■ **YOUR INSTRUCTIONS**
Return each line of the records below that contains the word "short", copied unchanged.

* * * * *

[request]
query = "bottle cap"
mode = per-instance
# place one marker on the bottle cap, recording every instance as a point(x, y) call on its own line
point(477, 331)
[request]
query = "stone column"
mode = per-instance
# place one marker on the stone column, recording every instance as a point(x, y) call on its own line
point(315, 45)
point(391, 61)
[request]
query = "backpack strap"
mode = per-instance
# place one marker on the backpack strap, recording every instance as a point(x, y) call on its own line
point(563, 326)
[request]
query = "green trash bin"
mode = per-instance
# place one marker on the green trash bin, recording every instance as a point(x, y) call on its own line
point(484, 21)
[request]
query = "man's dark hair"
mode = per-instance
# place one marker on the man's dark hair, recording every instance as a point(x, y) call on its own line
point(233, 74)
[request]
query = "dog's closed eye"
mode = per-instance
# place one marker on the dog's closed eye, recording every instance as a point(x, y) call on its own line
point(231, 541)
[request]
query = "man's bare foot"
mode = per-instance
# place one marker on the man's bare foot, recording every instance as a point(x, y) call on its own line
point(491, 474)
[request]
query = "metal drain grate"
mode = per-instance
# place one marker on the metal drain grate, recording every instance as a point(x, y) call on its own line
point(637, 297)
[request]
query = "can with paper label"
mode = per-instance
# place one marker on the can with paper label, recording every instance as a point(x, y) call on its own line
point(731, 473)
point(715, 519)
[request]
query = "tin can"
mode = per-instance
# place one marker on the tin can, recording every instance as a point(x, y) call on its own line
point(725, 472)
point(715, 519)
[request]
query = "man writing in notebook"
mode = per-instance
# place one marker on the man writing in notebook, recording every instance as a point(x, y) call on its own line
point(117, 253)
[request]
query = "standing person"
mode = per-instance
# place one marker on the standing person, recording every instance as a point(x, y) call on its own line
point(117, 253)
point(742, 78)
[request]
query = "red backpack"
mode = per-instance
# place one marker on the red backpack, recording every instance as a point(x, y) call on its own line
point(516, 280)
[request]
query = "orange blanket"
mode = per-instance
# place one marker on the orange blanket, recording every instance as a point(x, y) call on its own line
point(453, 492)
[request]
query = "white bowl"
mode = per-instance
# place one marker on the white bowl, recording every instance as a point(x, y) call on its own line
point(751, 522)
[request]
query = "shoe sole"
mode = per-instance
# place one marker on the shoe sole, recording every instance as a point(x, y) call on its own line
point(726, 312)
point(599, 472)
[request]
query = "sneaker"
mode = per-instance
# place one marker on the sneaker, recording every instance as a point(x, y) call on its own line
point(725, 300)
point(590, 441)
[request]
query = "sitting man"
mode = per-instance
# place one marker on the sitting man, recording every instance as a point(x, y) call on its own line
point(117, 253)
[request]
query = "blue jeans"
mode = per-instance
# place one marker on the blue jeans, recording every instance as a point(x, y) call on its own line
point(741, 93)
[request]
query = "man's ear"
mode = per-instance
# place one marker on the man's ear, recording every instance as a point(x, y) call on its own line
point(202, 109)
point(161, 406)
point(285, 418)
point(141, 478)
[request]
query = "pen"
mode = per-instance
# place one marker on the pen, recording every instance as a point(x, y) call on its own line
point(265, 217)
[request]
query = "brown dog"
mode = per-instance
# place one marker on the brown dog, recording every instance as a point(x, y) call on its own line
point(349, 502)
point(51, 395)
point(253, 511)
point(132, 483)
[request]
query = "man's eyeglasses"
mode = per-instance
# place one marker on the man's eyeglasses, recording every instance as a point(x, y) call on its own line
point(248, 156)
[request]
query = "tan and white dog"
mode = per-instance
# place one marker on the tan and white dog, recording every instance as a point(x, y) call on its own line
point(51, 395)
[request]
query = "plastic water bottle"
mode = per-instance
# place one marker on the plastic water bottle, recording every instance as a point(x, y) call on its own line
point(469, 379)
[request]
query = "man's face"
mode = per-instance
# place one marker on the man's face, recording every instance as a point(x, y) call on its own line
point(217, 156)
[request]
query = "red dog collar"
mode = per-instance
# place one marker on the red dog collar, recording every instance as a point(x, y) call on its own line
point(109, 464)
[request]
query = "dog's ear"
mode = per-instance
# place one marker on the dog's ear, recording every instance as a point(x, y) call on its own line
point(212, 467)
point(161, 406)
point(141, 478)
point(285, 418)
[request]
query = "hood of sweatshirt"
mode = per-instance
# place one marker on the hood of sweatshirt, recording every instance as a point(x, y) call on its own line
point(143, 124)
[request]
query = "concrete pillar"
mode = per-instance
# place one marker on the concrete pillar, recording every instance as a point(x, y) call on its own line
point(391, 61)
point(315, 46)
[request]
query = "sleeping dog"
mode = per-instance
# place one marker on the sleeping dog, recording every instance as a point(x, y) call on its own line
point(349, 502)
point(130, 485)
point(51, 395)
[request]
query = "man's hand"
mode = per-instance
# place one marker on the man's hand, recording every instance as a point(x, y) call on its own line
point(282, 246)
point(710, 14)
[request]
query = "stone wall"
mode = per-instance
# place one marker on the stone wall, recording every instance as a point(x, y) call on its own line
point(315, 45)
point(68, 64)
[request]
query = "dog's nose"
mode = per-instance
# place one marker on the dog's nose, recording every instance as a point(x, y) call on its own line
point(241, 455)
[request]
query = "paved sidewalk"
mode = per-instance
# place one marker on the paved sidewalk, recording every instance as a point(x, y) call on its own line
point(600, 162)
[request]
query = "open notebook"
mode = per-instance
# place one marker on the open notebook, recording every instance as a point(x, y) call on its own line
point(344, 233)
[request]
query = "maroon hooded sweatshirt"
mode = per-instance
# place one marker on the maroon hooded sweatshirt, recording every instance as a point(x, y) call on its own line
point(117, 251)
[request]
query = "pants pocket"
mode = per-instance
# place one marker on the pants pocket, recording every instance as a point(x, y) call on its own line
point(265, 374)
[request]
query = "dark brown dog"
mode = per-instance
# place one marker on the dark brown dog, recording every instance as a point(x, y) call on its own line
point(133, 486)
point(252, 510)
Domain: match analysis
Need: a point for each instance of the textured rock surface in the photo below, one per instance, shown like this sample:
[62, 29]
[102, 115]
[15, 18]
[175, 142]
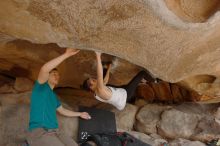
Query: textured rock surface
[184, 142]
[153, 34]
[125, 119]
[148, 118]
[175, 123]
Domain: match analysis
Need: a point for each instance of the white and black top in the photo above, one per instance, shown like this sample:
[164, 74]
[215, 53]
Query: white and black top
[118, 99]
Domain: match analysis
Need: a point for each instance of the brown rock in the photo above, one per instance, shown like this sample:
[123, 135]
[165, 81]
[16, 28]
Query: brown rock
[7, 88]
[176, 124]
[185, 142]
[148, 118]
[23, 84]
[125, 119]
[146, 92]
[162, 91]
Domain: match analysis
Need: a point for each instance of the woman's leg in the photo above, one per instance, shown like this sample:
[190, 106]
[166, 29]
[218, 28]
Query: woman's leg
[132, 85]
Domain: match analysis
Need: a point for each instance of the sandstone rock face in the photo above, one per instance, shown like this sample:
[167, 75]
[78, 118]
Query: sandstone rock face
[125, 119]
[175, 123]
[184, 142]
[153, 34]
[166, 92]
[23, 84]
[148, 139]
[148, 118]
[193, 11]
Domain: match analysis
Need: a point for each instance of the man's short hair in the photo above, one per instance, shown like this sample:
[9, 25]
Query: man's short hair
[54, 69]
[85, 85]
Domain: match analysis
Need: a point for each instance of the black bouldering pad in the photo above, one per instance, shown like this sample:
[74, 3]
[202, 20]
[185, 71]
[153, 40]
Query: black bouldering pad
[102, 122]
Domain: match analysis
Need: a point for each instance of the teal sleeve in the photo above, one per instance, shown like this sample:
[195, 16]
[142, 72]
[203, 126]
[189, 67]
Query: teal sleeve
[58, 102]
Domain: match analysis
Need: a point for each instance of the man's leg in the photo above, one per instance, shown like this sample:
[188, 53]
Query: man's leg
[132, 85]
[40, 137]
[68, 141]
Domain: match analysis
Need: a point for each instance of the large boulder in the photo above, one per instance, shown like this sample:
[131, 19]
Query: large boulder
[23, 84]
[185, 142]
[125, 119]
[175, 123]
[148, 118]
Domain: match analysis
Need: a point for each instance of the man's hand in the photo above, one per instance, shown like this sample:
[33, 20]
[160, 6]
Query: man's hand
[98, 54]
[85, 115]
[71, 51]
[109, 65]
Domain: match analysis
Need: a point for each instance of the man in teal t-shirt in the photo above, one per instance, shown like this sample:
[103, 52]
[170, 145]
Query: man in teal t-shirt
[43, 123]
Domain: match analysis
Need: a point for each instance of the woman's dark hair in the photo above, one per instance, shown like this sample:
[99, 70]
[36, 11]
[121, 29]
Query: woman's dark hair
[85, 85]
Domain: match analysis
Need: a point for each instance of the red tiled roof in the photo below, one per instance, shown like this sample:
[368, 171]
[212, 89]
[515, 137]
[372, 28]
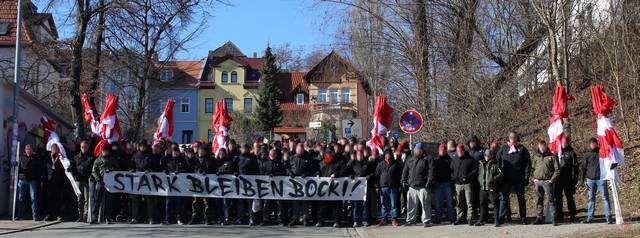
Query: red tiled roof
[289, 130]
[8, 14]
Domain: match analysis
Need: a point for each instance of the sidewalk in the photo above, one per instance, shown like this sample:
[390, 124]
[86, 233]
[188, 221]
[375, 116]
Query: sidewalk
[8, 226]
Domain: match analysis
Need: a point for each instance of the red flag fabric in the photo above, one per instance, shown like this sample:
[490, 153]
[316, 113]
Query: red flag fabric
[109, 127]
[89, 113]
[559, 113]
[165, 123]
[382, 119]
[611, 147]
[220, 122]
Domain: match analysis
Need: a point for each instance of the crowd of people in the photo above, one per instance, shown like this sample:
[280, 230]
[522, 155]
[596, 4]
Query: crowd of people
[453, 184]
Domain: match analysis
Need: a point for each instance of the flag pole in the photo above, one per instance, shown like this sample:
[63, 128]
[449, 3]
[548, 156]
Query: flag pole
[616, 199]
[15, 182]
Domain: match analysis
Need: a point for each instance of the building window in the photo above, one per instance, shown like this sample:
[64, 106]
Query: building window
[334, 96]
[166, 75]
[346, 94]
[248, 105]
[225, 77]
[299, 98]
[208, 105]
[184, 104]
[209, 135]
[229, 102]
[186, 137]
[234, 77]
[322, 95]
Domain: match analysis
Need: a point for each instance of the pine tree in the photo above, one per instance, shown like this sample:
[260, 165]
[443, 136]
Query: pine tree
[268, 111]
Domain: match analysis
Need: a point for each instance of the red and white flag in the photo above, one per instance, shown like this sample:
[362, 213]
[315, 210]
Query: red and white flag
[165, 123]
[611, 147]
[89, 113]
[559, 114]
[382, 119]
[53, 139]
[109, 127]
[220, 123]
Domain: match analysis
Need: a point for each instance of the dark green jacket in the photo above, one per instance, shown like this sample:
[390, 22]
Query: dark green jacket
[545, 167]
[489, 175]
[102, 165]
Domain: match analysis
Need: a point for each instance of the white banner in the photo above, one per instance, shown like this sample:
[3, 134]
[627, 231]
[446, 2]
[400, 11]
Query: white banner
[242, 186]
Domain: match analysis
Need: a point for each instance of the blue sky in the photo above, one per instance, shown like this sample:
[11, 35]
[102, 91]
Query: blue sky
[250, 24]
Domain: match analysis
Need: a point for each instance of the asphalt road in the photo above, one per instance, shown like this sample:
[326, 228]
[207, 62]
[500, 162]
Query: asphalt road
[71, 230]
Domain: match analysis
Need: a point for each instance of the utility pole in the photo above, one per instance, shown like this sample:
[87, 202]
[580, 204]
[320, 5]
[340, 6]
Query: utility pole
[16, 92]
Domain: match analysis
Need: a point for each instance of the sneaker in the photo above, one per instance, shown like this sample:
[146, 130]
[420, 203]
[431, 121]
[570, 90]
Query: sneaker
[395, 223]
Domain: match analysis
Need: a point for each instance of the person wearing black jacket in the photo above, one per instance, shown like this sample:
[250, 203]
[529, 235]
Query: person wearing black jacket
[174, 206]
[515, 162]
[203, 164]
[464, 172]
[569, 172]
[226, 166]
[247, 165]
[363, 167]
[301, 164]
[30, 173]
[591, 173]
[332, 166]
[443, 186]
[146, 162]
[417, 176]
[388, 173]
[274, 166]
[83, 164]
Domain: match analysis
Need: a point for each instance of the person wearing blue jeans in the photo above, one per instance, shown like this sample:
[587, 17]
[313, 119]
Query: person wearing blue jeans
[387, 176]
[443, 187]
[590, 167]
[30, 172]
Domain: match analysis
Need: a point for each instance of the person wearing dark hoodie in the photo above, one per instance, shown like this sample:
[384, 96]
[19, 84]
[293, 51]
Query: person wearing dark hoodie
[247, 165]
[464, 172]
[443, 186]
[590, 167]
[202, 207]
[362, 167]
[174, 206]
[82, 166]
[30, 172]
[417, 176]
[332, 166]
[301, 164]
[227, 166]
[566, 185]
[274, 166]
[489, 177]
[545, 175]
[388, 175]
[515, 162]
[145, 161]
[104, 164]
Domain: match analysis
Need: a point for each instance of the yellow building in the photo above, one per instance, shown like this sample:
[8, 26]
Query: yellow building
[231, 76]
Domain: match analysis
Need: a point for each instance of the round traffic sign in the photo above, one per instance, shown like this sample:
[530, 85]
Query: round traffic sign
[411, 121]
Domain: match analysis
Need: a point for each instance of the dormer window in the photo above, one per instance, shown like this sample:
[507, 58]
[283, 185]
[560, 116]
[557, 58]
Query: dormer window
[166, 75]
[234, 77]
[299, 98]
[225, 77]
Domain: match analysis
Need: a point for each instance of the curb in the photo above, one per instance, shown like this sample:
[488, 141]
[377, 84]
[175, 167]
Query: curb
[46, 224]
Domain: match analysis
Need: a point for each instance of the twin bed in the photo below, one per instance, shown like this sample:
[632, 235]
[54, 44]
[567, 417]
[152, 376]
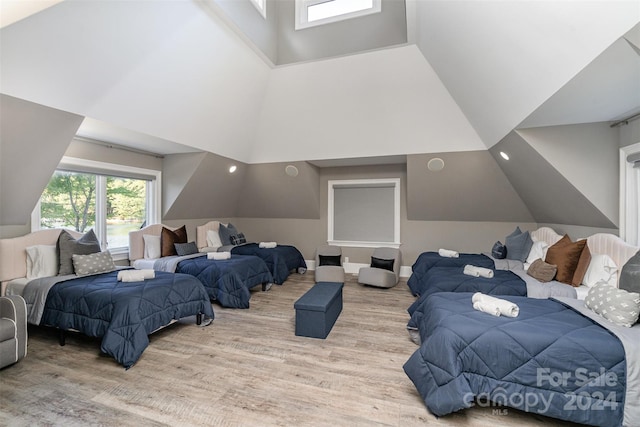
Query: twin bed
[281, 259]
[228, 281]
[557, 357]
[123, 314]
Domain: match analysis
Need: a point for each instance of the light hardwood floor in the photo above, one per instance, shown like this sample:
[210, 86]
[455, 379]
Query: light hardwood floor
[246, 368]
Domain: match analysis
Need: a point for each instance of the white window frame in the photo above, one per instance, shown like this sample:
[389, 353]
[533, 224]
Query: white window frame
[302, 10]
[261, 6]
[395, 182]
[629, 195]
[153, 199]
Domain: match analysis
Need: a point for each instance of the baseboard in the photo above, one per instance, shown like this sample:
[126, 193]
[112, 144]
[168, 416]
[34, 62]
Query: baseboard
[354, 267]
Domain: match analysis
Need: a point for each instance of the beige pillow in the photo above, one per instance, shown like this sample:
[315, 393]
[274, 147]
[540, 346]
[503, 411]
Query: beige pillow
[542, 271]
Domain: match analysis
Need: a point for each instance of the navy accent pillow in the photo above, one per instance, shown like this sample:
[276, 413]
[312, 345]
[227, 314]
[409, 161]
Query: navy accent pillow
[183, 249]
[330, 260]
[238, 239]
[385, 264]
[225, 233]
[499, 251]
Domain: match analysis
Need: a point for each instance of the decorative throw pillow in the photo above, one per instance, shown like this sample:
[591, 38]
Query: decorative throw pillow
[213, 239]
[330, 260]
[169, 238]
[499, 251]
[617, 305]
[542, 271]
[581, 268]
[602, 270]
[225, 232]
[538, 251]
[152, 247]
[99, 262]
[565, 254]
[385, 264]
[630, 274]
[183, 249]
[67, 246]
[518, 246]
[238, 239]
[42, 261]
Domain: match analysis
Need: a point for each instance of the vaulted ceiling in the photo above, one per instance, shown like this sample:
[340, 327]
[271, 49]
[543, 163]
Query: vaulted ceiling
[183, 76]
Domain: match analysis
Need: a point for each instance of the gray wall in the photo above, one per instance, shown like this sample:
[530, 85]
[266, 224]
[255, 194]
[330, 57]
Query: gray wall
[471, 187]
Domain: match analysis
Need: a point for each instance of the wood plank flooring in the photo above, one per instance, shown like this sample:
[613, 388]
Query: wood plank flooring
[247, 368]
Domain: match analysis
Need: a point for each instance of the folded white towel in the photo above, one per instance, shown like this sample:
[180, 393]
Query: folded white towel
[490, 304]
[135, 275]
[219, 255]
[472, 270]
[448, 253]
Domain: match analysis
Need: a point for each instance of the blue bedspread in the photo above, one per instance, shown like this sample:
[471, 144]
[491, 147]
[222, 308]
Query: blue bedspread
[280, 260]
[428, 260]
[228, 281]
[452, 279]
[124, 313]
[549, 360]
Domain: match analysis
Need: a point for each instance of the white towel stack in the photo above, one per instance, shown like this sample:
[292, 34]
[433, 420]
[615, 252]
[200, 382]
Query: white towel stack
[494, 306]
[219, 255]
[472, 270]
[448, 253]
[135, 275]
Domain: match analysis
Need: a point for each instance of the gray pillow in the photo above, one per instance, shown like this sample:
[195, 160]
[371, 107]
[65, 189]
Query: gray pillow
[183, 249]
[100, 262]
[617, 305]
[518, 245]
[67, 246]
[630, 274]
[226, 232]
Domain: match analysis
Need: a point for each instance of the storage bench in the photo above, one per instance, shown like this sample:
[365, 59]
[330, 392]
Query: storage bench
[318, 309]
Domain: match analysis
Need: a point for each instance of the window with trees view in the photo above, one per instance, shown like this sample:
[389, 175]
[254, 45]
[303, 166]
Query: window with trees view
[111, 205]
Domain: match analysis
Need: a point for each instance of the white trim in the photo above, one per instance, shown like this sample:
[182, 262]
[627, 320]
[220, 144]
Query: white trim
[629, 191]
[262, 9]
[302, 11]
[364, 183]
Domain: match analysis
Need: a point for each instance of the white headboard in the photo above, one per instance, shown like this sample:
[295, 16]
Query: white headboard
[13, 252]
[136, 241]
[545, 234]
[612, 245]
[201, 232]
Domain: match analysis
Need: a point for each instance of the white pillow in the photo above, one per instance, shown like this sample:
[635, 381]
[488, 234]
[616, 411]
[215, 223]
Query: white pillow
[42, 261]
[151, 246]
[213, 239]
[602, 269]
[538, 251]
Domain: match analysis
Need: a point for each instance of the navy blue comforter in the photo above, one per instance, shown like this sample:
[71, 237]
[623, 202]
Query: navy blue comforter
[549, 360]
[228, 281]
[280, 260]
[428, 260]
[124, 313]
[452, 279]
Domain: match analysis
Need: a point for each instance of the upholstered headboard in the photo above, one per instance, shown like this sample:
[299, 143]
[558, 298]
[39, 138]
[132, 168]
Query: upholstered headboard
[136, 241]
[612, 245]
[13, 252]
[546, 234]
[201, 232]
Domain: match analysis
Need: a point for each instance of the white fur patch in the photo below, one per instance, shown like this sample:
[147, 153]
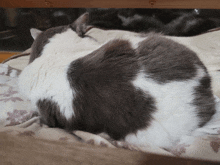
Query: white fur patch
[46, 76]
[175, 116]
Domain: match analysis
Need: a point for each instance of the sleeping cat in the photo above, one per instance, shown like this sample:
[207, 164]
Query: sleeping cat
[143, 89]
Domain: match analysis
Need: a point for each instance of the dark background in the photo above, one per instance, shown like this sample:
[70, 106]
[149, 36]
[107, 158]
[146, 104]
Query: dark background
[15, 23]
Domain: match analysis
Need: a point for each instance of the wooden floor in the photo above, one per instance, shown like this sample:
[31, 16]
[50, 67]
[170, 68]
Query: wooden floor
[5, 55]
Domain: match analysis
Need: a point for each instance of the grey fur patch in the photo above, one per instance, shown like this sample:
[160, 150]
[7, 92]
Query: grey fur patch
[165, 60]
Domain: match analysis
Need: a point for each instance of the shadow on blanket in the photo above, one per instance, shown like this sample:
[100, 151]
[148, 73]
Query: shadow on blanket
[28, 150]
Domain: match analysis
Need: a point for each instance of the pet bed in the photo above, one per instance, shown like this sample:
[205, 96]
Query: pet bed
[18, 120]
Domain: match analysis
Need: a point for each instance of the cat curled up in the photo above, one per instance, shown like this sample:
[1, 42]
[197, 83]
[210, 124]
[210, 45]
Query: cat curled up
[141, 90]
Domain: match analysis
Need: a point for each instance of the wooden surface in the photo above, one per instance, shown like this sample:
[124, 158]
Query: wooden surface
[203, 4]
[25, 149]
[5, 55]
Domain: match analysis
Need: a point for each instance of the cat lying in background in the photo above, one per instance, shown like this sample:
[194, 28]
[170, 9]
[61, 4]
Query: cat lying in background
[143, 89]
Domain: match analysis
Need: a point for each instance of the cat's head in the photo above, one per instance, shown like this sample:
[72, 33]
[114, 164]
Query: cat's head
[42, 38]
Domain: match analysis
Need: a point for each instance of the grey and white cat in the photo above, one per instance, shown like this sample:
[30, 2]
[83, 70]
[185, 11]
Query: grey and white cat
[140, 90]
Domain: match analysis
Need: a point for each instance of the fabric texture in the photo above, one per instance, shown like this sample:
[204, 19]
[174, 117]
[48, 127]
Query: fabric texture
[17, 117]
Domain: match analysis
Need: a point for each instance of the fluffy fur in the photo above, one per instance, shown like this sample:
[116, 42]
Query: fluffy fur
[141, 90]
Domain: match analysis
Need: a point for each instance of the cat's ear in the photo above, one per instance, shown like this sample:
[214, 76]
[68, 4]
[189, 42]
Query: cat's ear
[80, 26]
[35, 32]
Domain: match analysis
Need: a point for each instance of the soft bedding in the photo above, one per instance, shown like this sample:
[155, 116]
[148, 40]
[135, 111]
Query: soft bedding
[18, 119]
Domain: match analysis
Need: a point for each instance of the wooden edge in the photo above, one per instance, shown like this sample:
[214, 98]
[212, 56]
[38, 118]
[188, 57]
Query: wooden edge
[202, 4]
[25, 53]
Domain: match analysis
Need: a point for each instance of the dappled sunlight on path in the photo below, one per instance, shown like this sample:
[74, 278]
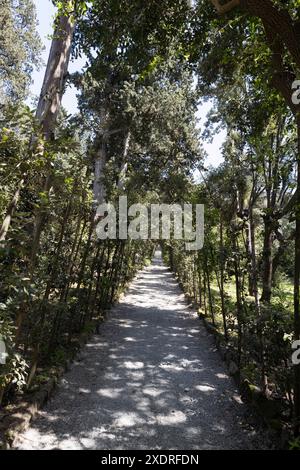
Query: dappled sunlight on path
[150, 380]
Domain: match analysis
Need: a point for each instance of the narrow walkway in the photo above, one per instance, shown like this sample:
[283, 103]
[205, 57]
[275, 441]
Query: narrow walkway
[150, 380]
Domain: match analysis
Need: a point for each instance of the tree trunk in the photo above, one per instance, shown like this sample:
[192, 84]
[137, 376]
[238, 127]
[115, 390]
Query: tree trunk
[49, 106]
[297, 292]
[267, 260]
[10, 211]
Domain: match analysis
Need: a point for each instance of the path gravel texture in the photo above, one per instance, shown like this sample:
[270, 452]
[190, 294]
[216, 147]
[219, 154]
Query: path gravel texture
[151, 379]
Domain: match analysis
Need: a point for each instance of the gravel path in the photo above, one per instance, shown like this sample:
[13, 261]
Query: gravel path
[150, 380]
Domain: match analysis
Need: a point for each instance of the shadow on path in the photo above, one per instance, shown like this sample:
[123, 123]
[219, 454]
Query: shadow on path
[150, 380]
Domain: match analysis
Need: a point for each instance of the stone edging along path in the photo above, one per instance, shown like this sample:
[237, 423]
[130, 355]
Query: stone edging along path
[152, 379]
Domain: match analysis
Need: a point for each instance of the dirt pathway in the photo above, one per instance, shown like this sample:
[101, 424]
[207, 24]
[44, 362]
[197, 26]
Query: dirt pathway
[150, 380]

* * * * *

■ **SOLUTION**
Need: a point for each instance of the man's short hair in the photo above, one per instance, shown like this sample:
Query: man's short hair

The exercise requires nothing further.